Article =>

Paul – and Peter, and Chloe, and Apollos, and the early apostles, all, are attempting what scarcely anyone else has tried before: To create a community among people of incredibly varied backgrounds. A “church” composed of rich and poor, Jew and Greek, slave and free, a church that didn’t include nearly the ethnic ties and family connections that make up churches today. In many, if not most, cases the only thing that those gathering may have had in common was Christ … and the cross of Christ.

No, the divisions are not about theology. In fact, Christian orthodoxy of belief won’t be established for about three centuries. The dissension and discord most likely have to do with the community’s, or with particular individual’s, understanding of what it means to be “powerful” in Christ. Jealousy over leaders and access to leadership roles, and the way in which the practices of leaders in this new community are carried out are creating divisions. We can well imagine that those with leadership roles in their “civic lives” – that is, in the city of Corinth, itself – are shaping this new community and their common life in ways they are not only familiar with, but comfortable with, and that isn’t sitting well with all. And not to single out only the movers and shakers, we can imagine there are those who are accustomed to getting by on others hard work who are sitting back and expecting to be served in this new community, as well. The quarrels among them are not about belief in this early community, but about how God in Christ defines their new relationship with one another and for the rest of the world – sacrificially.

What about us? What divides us as a church today? What, indeed …

I know I’ve shared with you on a number of occasions how there are weeks when a sermon message comes with more difficulty. I humbly submit that much of the time the Spirit moves pretty easily through me as I discern not only what to offer as “sermon” on Sunday morning, but how to present that offering to those that gather here, what words to use, all to the glory of God, I trust. Now that’s not to say that I always discern the most engaging, challenging, or provocative way to deliver the gifts of the Spirit. I know, and you do, too, that I’ve used the same stories or sermon illustrations on different occasions. My theology has grown since I began here, but my scriptural interpretations have very consistently sought out the “more-than-literal” meanings and directions for us as Christian community found in our bible, so on occasion in the past eight years I’ve delivered a sermon or two that are not … “dis-similar” to an earlier sermon (!). My point is, I’m not often at a loss for words on Sunday morning.

This past week was one in which I found myself struggling more than usual. As I sat down on Friday morning (and that’s late for me) with little or nothing to say about 1 Corinthians 1:10-17, I realized what was blocking me this past week. It was about 10:30 in the morning and I was at home with my “inspirations” – bible, commentaries, newspaper – and I realized as I sat down to try again to be articulate and prophetic, that the inauguration events for our 45th President of the United States of America, Donald J. Trump, were underway in Washington D.C. I moved to the television to watch some coverage and as the screen and sounds came to life. Michelle Obama and Melania Trump were just getting into their limo, Vice President Joe Biden and Vice-President elect Mike Pence were soon after, and then came Barak and Obama, all on theier way to the Capital. Coverage transitioned to that location as members of the Republican and Democratic parties were coming in, along with former Presidents Carter, Bush, Clinton – Hillary with him, and Bush. And it hit me like a ton of bricks … there it is.

Given problem 1 =>
According to the sermon, about how long would it be before Christian orthodoxy of belief was established?
Given problem 2 =>
Resume the sermon right after its final sentence and keep writing in the same voice.

Data shown =>
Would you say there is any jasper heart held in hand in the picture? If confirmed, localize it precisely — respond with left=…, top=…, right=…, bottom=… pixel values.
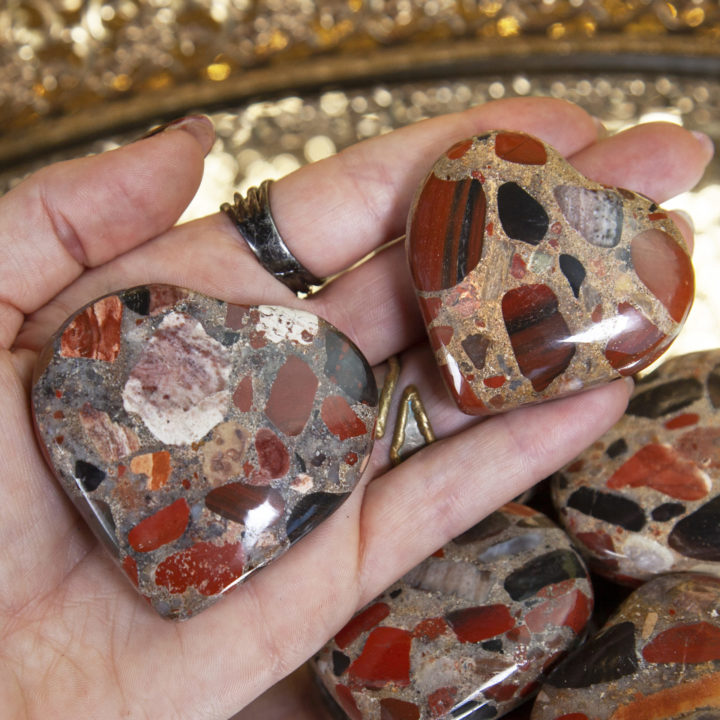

Exercise result 1 =>
About three centuries.

Exercise result 2 =>
There it is …

You feel it, too. Right now … What divides us today. It’s not theological, at least not overtly, not initially. Like the church in Corinth so many, many years ago, that which divides us today in not doctrinal orthodoxy or behavioral uniformity. I daresay we in the PCUSA, and me even more so in my Pastoral identity, encourage multiple expressions of faith and articulations of belief. It’s not a matter of “right or wrong” in how we express and articulate our faith, it’s a matter of what results from our expressions and articulations: do we find ourselves in deeper relationship with God and have we created within us a greater capacity for compassion, for other human beings and for the natural world, God’s creation. With the convictions and confessions of a Christian community, I don’t care how you get there, just get there – deeper relationship and greater compassion.

No, what divides us is not theological. It’s “this-worldly” political, social, and ideological. It has to do with the “activities we associate and identify with that concern the governance of our country, especially the debate or conflicts between those having or hoping to achieve power;” It has to do with the “way in which we organize ourselves to accomplish the responsibilities of a common population,” for us the United States of America. Those are online and Webster’s definitions of “politics” as it concerns the governance of a country, state, or local community. There’s nothing theological about the divisions that are a part of our church life because of our civic life.

The Roman Catholic church split from the Eastern Orthodox church in the early eleventh century over disputes on the origin of the Holy Spirit. The Protestant churches split from the Roman Catholic church in the early sixteenth century over matters of the authority of Scripture and the mediation of God’s grace. Protestants further divided among themselves in the century that followed over doctrinal disputes and church practices. We can claim no such ‘holiness” for what divides us today, in the 21st century church. Our divisions have to do with worldly politics.

What’s he going to say now about President Donald Trump or the Republican Party? Or what isn’t he going to say. What’s he going to say now about former President Barak Obama or the Democrats? Or what isn’t he going to say? What he going to preach to us about race, gender, poverty, LBGTQ, or other political and social issues.   Because either way, and any way, someone or “ones” will be unhappy, feel divided from me or from others in this congregation. That’s what divides us today.

Well … I’m not going to say anything about Presidents Trump or Obama or their U.S. political parties. Or the women’s march yesterday, or the ongoing and necessary conversations about race and gender realities. I’m not going t say anything, and I’m going to say everything we need to hear: Like Paul before me, I speak to this community – and that includes me – and to all the realities of our lives here and outside these walls in the name of our Christ.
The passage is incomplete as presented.